*Aim*. Put the lines of the listing, from its very first line through the line containing "(1376, 379)" (both included), into a JSON list of strings, one string per line, with blank lines and the pictures left out.
··· Data listing
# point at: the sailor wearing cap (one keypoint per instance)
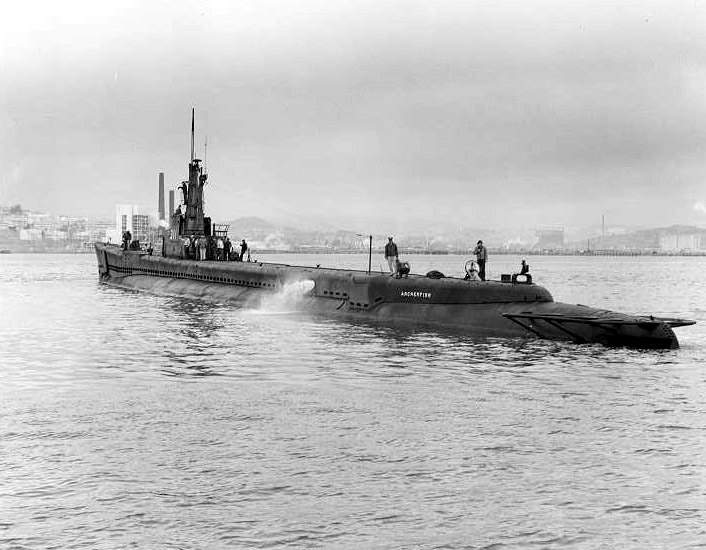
(481, 256)
(391, 255)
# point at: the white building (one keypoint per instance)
(129, 218)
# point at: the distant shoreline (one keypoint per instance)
(9, 250)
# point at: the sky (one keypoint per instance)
(364, 115)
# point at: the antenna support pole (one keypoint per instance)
(192, 134)
(370, 254)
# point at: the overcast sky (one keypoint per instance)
(364, 114)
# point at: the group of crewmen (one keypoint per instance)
(475, 270)
(215, 248)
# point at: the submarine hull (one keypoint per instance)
(489, 308)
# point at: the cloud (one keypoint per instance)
(700, 207)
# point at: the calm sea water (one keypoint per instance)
(131, 420)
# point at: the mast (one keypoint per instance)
(192, 134)
(193, 191)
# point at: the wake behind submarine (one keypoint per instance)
(513, 307)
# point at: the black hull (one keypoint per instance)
(475, 308)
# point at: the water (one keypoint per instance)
(131, 420)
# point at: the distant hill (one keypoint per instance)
(644, 239)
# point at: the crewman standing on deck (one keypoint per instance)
(481, 253)
(243, 250)
(391, 255)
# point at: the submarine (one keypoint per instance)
(514, 307)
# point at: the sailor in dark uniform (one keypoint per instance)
(481, 257)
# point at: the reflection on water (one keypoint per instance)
(131, 419)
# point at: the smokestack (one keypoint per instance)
(161, 195)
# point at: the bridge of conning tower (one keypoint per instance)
(193, 194)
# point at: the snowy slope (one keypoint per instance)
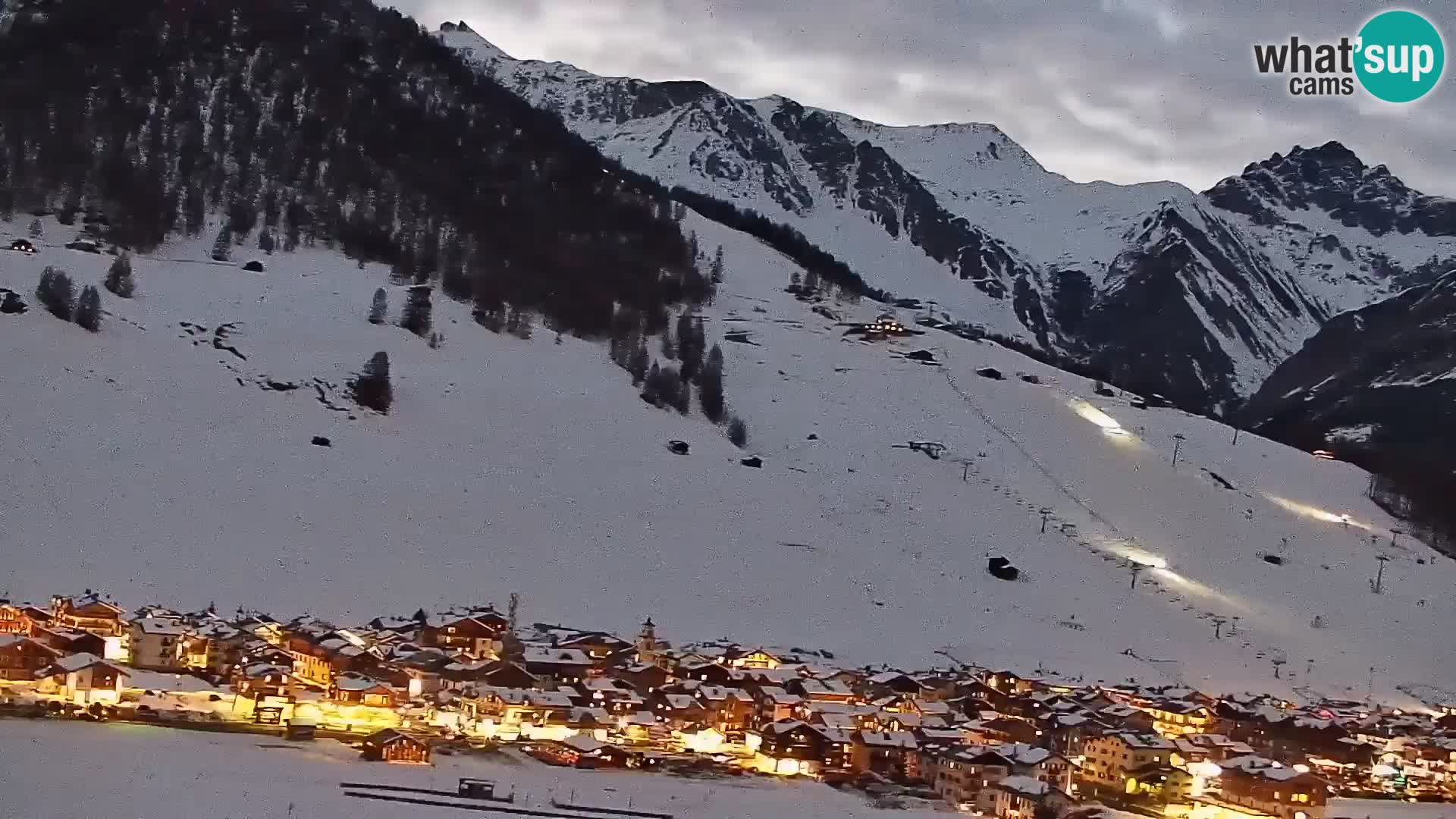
(134, 461)
(962, 215)
(174, 774)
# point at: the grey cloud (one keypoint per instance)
(1097, 89)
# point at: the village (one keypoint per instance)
(976, 739)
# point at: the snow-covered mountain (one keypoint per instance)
(1197, 297)
(147, 461)
(1376, 379)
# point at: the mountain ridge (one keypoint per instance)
(960, 215)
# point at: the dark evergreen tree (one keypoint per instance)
(651, 384)
(691, 343)
(416, 316)
(379, 308)
(519, 322)
(637, 362)
(55, 293)
(223, 245)
(739, 431)
(717, 270)
(338, 123)
(88, 309)
(120, 280)
(711, 385)
(372, 387)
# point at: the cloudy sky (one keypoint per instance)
(1125, 91)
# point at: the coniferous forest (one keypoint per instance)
(328, 123)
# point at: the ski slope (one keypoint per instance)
(172, 774)
(159, 469)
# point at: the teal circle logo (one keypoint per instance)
(1401, 55)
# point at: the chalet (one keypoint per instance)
(820, 689)
(965, 776)
(476, 635)
(20, 618)
(1019, 798)
(730, 708)
(598, 645)
(561, 665)
(85, 678)
(752, 659)
(1111, 757)
(707, 672)
(394, 745)
(71, 642)
(20, 657)
(516, 707)
(158, 643)
(1207, 748)
(88, 613)
(264, 679)
(884, 754)
(510, 675)
(677, 710)
(359, 689)
(1164, 783)
(886, 684)
(775, 704)
(1006, 729)
(792, 748)
(1264, 786)
(1008, 682)
(1177, 717)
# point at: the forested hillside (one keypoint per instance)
(331, 123)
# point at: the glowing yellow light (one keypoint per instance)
(1097, 417)
(1305, 510)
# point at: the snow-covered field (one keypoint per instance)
(72, 770)
(156, 468)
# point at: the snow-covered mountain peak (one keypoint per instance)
(1332, 180)
(962, 215)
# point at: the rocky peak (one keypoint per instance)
(1331, 178)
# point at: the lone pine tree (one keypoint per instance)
(416, 316)
(711, 385)
(739, 431)
(120, 280)
(88, 309)
(223, 246)
(379, 306)
(372, 387)
(55, 293)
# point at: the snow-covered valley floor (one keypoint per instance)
(69, 770)
(150, 464)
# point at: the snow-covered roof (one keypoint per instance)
(584, 744)
(889, 739)
(679, 701)
(161, 627)
(548, 654)
(357, 682)
(1025, 786)
(548, 698)
(85, 661)
(172, 682)
(1147, 741)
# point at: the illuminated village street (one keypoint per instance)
(476, 682)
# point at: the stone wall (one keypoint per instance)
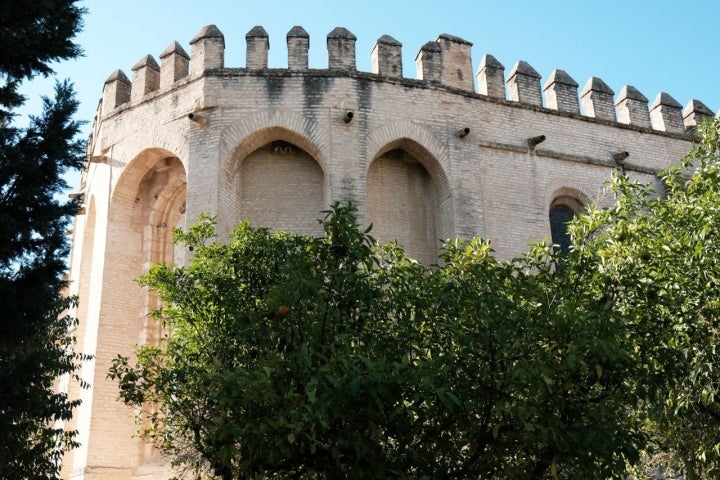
(423, 159)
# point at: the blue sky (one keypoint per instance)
(654, 45)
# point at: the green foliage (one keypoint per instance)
(334, 357)
(658, 256)
(36, 343)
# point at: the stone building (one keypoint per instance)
(423, 159)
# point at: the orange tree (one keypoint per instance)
(333, 357)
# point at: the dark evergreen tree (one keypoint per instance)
(35, 331)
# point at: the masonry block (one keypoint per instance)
(386, 57)
(428, 62)
(146, 78)
(695, 112)
(456, 62)
(207, 50)
(298, 41)
(258, 45)
(561, 92)
(341, 49)
(524, 84)
(632, 108)
(116, 90)
(491, 77)
(666, 114)
(174, 65)
(597, 100)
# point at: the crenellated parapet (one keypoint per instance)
(445, 62)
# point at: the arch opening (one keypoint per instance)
(280, 185)
(403, 201)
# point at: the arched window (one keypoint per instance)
(562, 210)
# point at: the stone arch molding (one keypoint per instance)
(566, 190)
(138, 166)
(403, 134)
(253, 131)
(432, 154)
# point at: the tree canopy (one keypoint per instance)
(334, 357)
(35, 330)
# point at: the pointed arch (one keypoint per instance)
(277, 180)
(566, 203)
(408, 195)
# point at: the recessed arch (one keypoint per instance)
(278, 182)
(147, 202)
(565, 205)
(407, 198)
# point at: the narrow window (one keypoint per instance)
(560, 215)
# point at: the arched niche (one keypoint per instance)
(278, 182)
(566, 204)
(407, 199)
(146, 205)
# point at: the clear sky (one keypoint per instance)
(671, 46)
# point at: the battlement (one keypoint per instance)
(445, 62)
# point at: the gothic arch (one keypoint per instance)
(408, 197)
(147, 203)
(253, 131)
(566, 203)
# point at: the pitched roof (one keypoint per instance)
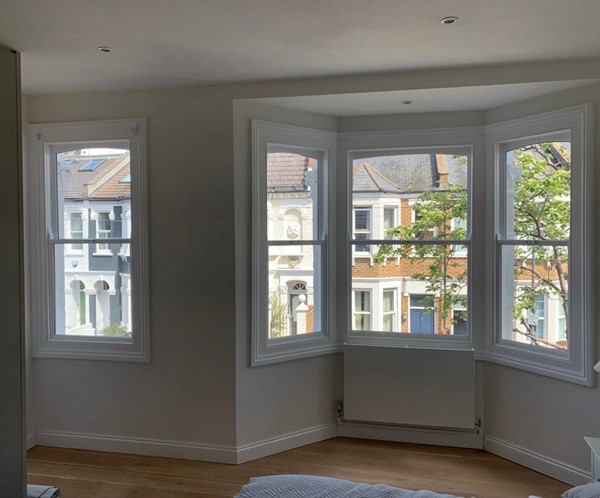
(394, 174)
(94, 177)
(407, 173)
(286, 171)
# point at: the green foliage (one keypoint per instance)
(115, 330)
(542, 212)
(438, 215)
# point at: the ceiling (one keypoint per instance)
(162, 43)
(472, 98)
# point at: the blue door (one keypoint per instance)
(421, 322)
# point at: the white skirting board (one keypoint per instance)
(267, 447)
(185, 450)
(536, 461)
(138, 446)
(245, 453)
(418, 435)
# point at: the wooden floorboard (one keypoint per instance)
(463, 472)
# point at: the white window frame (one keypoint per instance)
(71, 248)
(369, 312)
(467, 140)
(304, 141)
(574, 365)
(367, 231)
(45, 138)
(103, 249)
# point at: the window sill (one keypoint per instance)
(386, 340)
(523, 360)
(93, 348)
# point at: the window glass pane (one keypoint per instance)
(93, 294)
(76, 230)
(362, 310)
(538, 192)
(362, 228)
(422, 288)
(292, 196)
(90, 180)
(389, 221)
(294, 300)
(431, 190)
(535, 295)
(389, 311)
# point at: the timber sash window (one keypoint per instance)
(423, 253)
(88, 281)
(290, 222)
(542, 244)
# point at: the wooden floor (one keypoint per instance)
(91, 474)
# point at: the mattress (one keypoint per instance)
(304, 486)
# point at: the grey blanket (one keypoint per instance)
(302, 486)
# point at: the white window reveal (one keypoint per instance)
(84, 250)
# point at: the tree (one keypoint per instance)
(538, 212)
(439, 214)
(542, 213)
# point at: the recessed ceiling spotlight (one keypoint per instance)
(449, 20)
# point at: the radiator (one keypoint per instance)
(408, 386)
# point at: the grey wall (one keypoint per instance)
(12, 353)
(187, 392)
(198, 387)
(263, 409)
(542, 414)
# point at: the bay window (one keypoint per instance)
(542, 221)
(290, 247)
(446, 239)
(418, 253)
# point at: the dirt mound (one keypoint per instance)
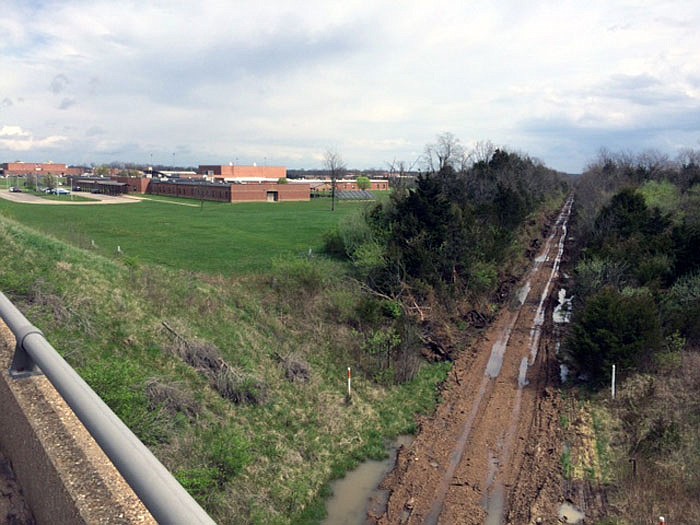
(491, 453)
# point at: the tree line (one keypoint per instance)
(637, 291)
(437, 247)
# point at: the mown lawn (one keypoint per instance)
(209, 237)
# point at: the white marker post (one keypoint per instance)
(612, 386)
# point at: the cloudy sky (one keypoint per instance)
(279, 82)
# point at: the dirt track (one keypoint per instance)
(491, 453)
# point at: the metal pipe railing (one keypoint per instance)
(167, 501)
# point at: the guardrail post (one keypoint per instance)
(23, 365)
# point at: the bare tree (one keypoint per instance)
(482, 151)
(446, 151)
(335, 167)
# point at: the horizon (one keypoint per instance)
(280, 83)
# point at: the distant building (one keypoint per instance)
(232, 172)
(236, 192)
(322, 185)
(22, 169)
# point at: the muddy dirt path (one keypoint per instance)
(491, 453)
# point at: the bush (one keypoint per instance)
······
*Reply to the task*.
[
  "# point at: the sailor wearing cap (one keypoint per instance)",
  "(481, 256)",
  "(391, 255)",
  "# point at: the white building (one keypoint per instance)",
  "(129, 218)",
  "# point at: the distant shoreline (one keypoint per instance)",
  "(9, 250)",
  "# point at: the sky (one keypoint per instance)",
  "(364, 115)",
  "# point at: the antenna support pole (one keypoint per instance)",
  "(192, 134)",
  "(370, 254)",
  "# point at: the overcast sky (one keypoint per instance)",
  "(364, 114)",
  "# point at: the group of crewmen (one keypoint per instance)",
  "(475, 270)",
  "(215, 248)",
  "# point at: the submarine hull (one keypoint per instance)",
  "(489, 308)",
  "# point at: the cloud (one keypoint per instance)",
  "(700, 207)",
  "# point at: the calm sea water (one keypoint per instance)",
  "(131, 420)",
  "# point at: the mast (one keypoint per instance)",
  "(192, 134)",
  "(193, 191)",
  "# point at: the wake behind submarine (one keypoint per instance)",
  "(513, 307)",
  "# point at: the black hull (one keypoint per instance)",
  "(475, 308)",
  "# point at: the water (one keypoint per instance)",
  "(131, 420)",
  "# point at: the distant hill (one keypoint per instance)",
  "(644, 239)",
  "# point at: the crewman standing on deck (one keypoint per instance)",
  "(481, 253)",
  "(243, 250)",
  "(391, 255)",
  "# point at: the submarine (one keypoint per instance)",
  "(514, 307)",
  "# point at: the sailor in dark uniform (one keypoint per instance)",
  "(481, 257)",
  "# point at: the reflection on water (one keypoint per instance)",
  "(131, 419)",
  "# point at: the smokestack (one keypoint per instance)",
  "(161, 195)",
  "# point at: the bridge of conning tower (one keypoint per instance)",
  "(193, 194)",
  "# point at: the snowy slope (one keypoint per instance)",
  "(134, 461)",
  "(962, 215)",
  "(174, 774)",
  "# point at: the grey cloud (one keypoint per instance)",
  "(1097, 89)",
  "# point at: the village (one keypoint per instance)",
  "(976, 739)",
  "# point at: the snow-covered mountain (one keypoint per instance)",
  "(1197, 297)",
  "(147, 461)",
  "(1376, 379)"
]